AIM OF THE EXERCISE: Would you copy out the whole listing exactly as given?

** begin **

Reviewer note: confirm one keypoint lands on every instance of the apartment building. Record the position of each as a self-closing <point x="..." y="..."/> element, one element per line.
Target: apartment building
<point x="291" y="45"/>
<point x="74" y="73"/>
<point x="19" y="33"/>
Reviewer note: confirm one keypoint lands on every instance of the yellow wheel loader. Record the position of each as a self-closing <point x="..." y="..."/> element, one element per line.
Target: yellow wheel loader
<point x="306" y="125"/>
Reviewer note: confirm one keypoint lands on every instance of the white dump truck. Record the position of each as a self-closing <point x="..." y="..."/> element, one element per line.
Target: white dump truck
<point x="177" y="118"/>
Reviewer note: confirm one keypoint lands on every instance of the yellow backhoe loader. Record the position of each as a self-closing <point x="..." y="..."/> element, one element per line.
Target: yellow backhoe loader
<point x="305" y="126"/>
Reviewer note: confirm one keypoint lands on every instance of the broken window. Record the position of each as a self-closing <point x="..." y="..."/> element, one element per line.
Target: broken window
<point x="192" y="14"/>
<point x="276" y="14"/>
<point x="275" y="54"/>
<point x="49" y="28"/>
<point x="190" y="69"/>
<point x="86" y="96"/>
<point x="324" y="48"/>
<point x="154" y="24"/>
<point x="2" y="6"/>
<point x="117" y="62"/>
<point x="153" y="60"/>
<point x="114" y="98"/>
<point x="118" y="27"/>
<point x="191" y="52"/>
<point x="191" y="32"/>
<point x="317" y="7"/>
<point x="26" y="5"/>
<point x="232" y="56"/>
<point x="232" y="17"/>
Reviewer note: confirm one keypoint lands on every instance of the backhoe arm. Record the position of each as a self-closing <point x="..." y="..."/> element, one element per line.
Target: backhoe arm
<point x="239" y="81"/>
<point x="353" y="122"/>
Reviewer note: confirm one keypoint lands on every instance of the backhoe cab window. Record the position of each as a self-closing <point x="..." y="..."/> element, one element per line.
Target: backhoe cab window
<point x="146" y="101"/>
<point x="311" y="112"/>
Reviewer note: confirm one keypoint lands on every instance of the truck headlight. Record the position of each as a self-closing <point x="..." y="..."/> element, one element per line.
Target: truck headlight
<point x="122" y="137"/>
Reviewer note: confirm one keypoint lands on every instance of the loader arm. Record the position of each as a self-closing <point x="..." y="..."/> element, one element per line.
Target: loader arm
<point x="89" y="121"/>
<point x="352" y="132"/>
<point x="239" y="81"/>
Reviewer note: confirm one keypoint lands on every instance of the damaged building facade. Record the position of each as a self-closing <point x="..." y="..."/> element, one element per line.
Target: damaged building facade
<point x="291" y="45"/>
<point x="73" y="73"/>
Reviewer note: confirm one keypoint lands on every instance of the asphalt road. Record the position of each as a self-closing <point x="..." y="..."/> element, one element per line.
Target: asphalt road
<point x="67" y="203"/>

** end **

SOLUTION TO THIS TASK:
Reviewer note: confirm one keypoint lands on every instance of the apartment building. Record the position of each as a self-closing <point x="..." y="..."/> element, one element per line.
Target: apartment building
<point x="291" y="45"/>
<point x="74" y="73"/>
<point x="19" y="33"/>
Reviewer note: confirm one keypoint lands on every instance of the yellow wheel loader. Record the position of each as a self-closing <point x="..." y="..."/> element, one element per line.
Target: yellow wheel loader
<point x="306" y="125"/>
Reviewer note: confirm one keypoint lands on every instance of the white dump truck. Record the position of each as a self-closing <point x="..." y="..."/> element, one element per line.
Target: white dump truck
<point x="177" y="118"/>
Reviewer note: confirm one keypoint lands on every instance of the yellow backhoe loader. Record the position of each as a self-closing <point x="..." y="..."/> element, one element per line.
Target: yellow backhoe loader
<point x="305" y="126"/>
Reviewer note: confirm one keypoint lands on every instance of the broken window. Record the position of each as a self-closing <point x="..." y="..."/> element, one element per line.
Target: broken window
<point x="192" y="14"/>
<point x="276" y="14"/>
<point x="275" y="54"/>
<point x="49" y="28"/>
<point x="190" y="69"/>
<point x="86" y="96"/>
<point x="324" y="48"/>
<point x="154" y="24"/>
<point x="2" y="6"/>
<point x="117" y="62"/>
<point x="153" y="60"/>
<point x="114" y="98"/>
<point x="118" y="27"/>
<point x="191" y="52"/>
<point x="191" y="32"/>
<point x="317" y="7"/>
<point x="26" y="5"/>
<point x="232" y="56"/>
<point x="232" y="17"/>
Reviewer note: confirm one keypoint lands on every instance of the backhoe arm. Record the position of each as a self-closing <point x="..." y="..."/> element, one element per line.
Target: backhoe arm
<point x="239" y="81"/>
<point x="353" y="122"/>
Reviewer note: confirm one keypoint lands on every instance of the backhoe cab window. Record the position of each as a self-closing <point x="..." y="..."/> element, one element per line.
Target: backhoe cab window
<point x="146" y="101"/>
<point x="311" y="112"/>
Reviewer note: confirm one keypoint lands on every instance of the truck headlight. Record the position of each as a self-closing <point x="..." y="..."/> element, one element per line.
Target: truck headlight
<point x="122" y="137"/>
Reviewer note: confirm one keypoint lands on every instance of the loader arm. Record the position of each as a self-closing <point x="..." y="..."/> element, one element per line.
Target: loader arm
<point x="89" y="121"/>
<point x="352" y="132"/>
<point x="239" y="81"/>
Reviewer note: confirm one keypoint lands on every instance of the damaged building facade. Record the position of each as a self-closing <point x="..." y="..."/> element, one element per line.
Target: damaged building facade
<point x="291" y="45"/>
<point x="73" y="73"/>
Reviewer note: confirm one keypoint lands on every instance of the asphalt road. Record the position of each as a self-closing <point x="..." y="..."/> element, one element per line.
Target: asphalt road
<point x="67" y="203"/>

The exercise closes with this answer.